WHAT THE EXERCISE ASKS » Using the material below, return exactly the lines between the one holding "Need: a dot on every instance of the blue sky, one" and the one holding "Need: a dot on every instance of the tall", inclusive, and no others.

RAW DATA »

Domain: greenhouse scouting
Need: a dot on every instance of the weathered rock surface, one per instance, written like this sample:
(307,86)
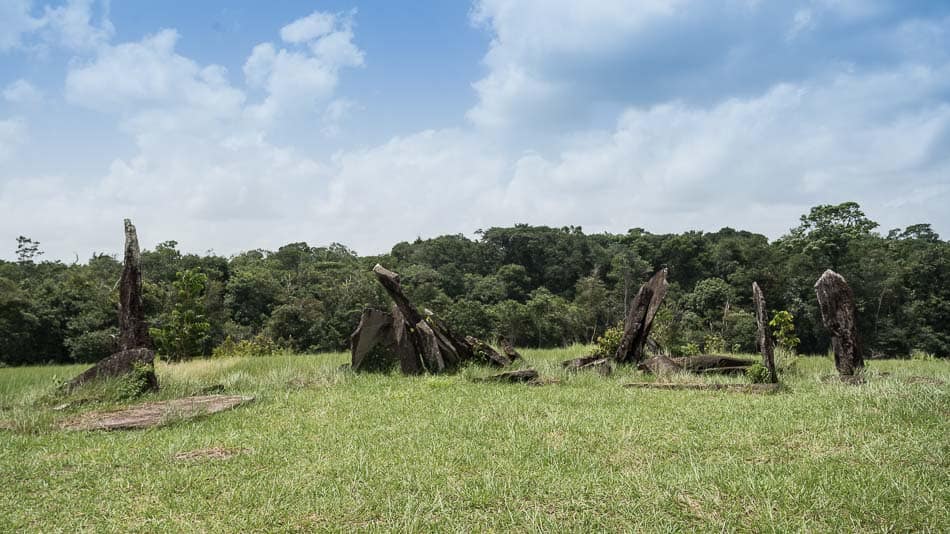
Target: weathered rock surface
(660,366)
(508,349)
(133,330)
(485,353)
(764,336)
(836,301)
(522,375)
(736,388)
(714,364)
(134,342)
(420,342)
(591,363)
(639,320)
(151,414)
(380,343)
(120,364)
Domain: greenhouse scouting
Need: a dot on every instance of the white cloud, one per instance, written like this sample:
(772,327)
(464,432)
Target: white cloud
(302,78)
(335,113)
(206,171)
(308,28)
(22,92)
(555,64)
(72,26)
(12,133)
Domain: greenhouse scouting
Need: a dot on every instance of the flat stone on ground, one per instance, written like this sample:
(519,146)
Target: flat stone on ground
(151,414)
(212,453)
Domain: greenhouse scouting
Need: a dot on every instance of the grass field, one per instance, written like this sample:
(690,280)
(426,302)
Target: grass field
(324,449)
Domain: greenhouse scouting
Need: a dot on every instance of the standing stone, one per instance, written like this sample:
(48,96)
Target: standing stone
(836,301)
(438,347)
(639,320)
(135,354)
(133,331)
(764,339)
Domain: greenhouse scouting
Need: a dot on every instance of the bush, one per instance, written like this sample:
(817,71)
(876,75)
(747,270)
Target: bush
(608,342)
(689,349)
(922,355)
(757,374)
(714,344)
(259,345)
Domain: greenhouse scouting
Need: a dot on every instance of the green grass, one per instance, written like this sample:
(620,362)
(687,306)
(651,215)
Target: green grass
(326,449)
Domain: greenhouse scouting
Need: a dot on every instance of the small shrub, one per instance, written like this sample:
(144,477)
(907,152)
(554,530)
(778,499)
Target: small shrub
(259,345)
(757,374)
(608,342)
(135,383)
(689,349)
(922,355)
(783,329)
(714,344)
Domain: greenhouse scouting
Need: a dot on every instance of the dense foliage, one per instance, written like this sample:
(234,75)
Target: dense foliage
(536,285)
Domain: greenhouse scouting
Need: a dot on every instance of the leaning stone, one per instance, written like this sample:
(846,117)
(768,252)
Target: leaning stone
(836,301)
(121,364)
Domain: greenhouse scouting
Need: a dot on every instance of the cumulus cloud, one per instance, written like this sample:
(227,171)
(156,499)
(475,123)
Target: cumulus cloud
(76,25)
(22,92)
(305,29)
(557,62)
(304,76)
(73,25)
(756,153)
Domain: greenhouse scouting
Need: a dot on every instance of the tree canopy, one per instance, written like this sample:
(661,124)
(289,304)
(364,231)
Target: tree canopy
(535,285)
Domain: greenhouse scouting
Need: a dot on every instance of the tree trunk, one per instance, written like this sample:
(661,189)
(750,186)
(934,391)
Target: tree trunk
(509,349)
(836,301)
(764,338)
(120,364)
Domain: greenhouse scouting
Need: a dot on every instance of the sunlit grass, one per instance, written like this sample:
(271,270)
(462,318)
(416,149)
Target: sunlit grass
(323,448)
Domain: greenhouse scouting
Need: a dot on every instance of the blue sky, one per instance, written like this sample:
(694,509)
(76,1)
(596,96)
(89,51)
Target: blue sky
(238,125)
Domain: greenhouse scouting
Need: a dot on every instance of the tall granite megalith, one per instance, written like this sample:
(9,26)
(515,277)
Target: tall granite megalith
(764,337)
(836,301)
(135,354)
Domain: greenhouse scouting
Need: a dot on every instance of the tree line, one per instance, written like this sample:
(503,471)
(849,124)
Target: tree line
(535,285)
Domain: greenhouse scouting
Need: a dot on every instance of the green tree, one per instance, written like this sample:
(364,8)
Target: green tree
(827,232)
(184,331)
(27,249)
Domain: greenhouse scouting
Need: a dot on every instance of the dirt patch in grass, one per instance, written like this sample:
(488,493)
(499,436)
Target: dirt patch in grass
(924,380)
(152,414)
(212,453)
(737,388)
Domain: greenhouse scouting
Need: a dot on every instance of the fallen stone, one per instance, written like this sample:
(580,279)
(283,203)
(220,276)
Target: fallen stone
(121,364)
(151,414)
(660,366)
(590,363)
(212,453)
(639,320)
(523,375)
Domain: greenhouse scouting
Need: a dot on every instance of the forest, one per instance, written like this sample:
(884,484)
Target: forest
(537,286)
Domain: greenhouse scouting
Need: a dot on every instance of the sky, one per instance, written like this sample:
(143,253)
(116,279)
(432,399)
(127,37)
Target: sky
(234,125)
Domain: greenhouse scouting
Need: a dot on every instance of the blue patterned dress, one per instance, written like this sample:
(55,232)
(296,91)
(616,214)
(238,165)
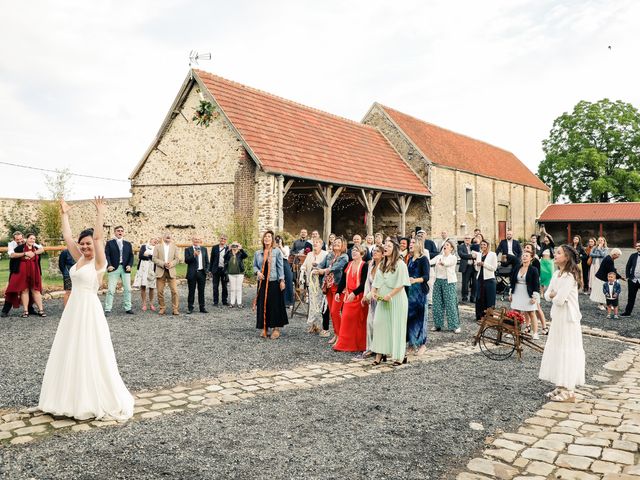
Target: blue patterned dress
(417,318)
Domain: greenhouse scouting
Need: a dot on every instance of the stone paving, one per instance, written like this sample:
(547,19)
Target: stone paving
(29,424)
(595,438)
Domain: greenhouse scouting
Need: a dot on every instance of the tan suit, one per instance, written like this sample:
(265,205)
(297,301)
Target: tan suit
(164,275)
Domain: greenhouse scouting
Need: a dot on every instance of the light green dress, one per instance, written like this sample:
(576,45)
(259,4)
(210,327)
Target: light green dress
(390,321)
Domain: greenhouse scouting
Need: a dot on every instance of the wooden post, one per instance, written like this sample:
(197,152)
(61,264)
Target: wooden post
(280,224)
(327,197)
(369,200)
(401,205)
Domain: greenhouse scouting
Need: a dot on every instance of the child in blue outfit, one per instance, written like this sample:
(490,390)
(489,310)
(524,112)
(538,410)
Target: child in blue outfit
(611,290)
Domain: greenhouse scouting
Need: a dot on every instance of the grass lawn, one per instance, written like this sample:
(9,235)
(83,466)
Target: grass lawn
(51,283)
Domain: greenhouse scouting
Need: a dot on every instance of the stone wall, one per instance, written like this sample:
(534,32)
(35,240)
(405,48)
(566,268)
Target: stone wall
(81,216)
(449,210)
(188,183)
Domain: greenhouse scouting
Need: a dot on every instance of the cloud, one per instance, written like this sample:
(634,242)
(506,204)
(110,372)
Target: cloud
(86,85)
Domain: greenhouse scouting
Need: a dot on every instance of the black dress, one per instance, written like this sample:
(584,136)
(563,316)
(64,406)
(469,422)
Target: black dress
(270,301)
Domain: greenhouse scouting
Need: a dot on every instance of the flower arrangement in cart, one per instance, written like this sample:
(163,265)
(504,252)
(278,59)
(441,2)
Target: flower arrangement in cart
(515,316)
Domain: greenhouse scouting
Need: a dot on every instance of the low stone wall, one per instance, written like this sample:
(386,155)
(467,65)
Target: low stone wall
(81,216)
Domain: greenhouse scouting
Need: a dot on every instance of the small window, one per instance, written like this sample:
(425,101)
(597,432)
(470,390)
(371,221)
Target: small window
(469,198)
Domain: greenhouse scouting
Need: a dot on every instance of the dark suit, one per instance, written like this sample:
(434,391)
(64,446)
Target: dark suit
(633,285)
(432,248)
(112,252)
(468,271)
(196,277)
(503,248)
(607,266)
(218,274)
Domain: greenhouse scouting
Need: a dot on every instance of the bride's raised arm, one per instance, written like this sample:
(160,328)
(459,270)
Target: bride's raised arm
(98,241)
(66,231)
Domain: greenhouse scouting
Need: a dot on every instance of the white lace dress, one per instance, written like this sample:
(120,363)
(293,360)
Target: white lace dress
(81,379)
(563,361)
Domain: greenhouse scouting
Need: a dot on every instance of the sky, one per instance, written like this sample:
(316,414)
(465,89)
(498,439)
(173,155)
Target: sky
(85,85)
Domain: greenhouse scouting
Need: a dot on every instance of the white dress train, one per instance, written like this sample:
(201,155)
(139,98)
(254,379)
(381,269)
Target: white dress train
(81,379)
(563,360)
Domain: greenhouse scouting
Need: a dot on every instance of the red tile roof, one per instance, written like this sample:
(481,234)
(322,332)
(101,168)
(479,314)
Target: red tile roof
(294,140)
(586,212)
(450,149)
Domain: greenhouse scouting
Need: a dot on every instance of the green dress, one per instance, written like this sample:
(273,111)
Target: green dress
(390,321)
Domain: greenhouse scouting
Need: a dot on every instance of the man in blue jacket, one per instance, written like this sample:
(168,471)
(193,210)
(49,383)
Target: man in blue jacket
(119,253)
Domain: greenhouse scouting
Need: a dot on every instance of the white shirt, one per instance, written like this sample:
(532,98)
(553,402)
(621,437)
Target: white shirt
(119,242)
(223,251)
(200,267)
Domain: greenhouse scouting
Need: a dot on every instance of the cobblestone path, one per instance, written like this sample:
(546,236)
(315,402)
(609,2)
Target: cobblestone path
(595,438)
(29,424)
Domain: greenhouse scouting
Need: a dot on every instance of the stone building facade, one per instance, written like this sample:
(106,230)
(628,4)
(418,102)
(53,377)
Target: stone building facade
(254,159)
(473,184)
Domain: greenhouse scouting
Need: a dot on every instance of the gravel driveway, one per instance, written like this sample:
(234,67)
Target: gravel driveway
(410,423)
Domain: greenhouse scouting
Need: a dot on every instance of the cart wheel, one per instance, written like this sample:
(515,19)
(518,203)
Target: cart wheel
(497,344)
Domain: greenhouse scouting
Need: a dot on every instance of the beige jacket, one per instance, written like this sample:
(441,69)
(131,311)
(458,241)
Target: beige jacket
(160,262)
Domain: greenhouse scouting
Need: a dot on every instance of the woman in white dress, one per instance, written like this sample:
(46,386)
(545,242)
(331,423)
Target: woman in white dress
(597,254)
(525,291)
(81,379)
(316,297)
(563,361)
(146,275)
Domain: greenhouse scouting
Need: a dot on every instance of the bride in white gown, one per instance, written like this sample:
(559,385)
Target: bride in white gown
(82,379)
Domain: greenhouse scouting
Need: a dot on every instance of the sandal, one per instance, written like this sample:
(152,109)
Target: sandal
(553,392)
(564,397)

ANSWER TO THE EXERCISE »
Need: a dot on every instance of the blue sky, one per instance, written like this sample:
(694,509)
(76,1)
(596,96)
(89,51)
Target: blue sky
(238,125)
Domain: greenhouse scouting
Need: a dot on every instance of the tall granite megalith, one per instance, written like this sample:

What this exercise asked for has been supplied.